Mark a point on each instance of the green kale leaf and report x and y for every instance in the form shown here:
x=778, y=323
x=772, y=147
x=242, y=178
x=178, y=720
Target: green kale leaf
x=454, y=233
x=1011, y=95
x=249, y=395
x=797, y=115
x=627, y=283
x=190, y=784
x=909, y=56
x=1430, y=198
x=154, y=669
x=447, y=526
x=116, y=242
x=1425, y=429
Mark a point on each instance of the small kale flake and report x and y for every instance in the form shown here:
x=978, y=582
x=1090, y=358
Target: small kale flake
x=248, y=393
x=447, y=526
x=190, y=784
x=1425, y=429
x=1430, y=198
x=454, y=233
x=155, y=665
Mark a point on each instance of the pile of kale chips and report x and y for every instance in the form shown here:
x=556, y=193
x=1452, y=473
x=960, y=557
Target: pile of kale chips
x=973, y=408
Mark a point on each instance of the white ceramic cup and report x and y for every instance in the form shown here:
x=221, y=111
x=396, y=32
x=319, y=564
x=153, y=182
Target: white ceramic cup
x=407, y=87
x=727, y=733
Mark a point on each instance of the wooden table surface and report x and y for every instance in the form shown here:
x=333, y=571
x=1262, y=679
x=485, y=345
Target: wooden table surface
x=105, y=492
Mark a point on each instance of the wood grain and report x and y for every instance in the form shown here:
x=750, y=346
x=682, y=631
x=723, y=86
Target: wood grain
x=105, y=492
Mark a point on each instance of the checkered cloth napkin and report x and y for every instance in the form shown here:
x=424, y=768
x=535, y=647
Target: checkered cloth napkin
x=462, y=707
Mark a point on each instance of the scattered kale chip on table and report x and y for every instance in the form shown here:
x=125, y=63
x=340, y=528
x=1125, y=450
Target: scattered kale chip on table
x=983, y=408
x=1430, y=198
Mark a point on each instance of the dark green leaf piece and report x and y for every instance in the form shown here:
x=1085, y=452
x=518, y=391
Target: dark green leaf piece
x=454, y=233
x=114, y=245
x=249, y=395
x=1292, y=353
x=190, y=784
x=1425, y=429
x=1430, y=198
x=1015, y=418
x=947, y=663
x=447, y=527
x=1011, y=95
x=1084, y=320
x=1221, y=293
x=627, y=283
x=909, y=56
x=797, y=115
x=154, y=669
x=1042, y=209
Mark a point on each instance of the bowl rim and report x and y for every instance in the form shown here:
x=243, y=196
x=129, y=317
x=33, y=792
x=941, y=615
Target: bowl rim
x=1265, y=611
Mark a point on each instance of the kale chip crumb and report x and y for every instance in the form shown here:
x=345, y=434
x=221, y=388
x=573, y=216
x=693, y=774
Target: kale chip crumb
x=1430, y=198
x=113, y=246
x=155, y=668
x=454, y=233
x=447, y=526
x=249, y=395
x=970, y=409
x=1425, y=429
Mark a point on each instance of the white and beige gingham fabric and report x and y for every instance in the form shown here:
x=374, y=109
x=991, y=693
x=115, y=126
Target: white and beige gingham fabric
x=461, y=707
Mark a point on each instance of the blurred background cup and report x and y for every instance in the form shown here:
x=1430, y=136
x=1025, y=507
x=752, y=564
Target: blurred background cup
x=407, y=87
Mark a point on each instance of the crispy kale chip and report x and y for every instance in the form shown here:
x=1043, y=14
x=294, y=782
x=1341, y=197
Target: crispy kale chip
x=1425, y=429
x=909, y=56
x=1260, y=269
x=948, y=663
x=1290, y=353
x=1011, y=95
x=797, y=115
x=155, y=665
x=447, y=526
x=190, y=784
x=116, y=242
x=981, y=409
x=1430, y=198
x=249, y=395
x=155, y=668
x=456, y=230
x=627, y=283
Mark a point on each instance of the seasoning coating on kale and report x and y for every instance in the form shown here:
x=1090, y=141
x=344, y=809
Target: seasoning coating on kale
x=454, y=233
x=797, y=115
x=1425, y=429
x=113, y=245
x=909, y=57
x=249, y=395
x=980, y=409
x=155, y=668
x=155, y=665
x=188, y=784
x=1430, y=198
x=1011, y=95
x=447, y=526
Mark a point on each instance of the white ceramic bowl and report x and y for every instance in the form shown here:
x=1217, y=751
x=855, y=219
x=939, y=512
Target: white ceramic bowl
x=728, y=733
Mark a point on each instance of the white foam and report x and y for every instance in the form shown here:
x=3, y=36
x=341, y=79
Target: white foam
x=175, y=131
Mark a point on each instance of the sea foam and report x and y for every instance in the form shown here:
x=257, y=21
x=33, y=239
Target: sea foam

=-=-=-=-=

Write out again, word for word, the items from the line with "Mark a point on each instance of the white ceramic bowl" up to and including the line with "x=175, y=131".

WORKED SOLUTION
Mark a point on each instance of the white ceramic bowl and report x and y for every instance in the form shown here:
x=1217, y=751
x=855, y=219
x=939, y=512
Target: white ceramic bowl
x=728, y=733
Mark a point on each instance of the white foam and report x and y for every instance in the form shown here:
x=3, y=36
x=341, y=79
Target: white foam
x=175, y=131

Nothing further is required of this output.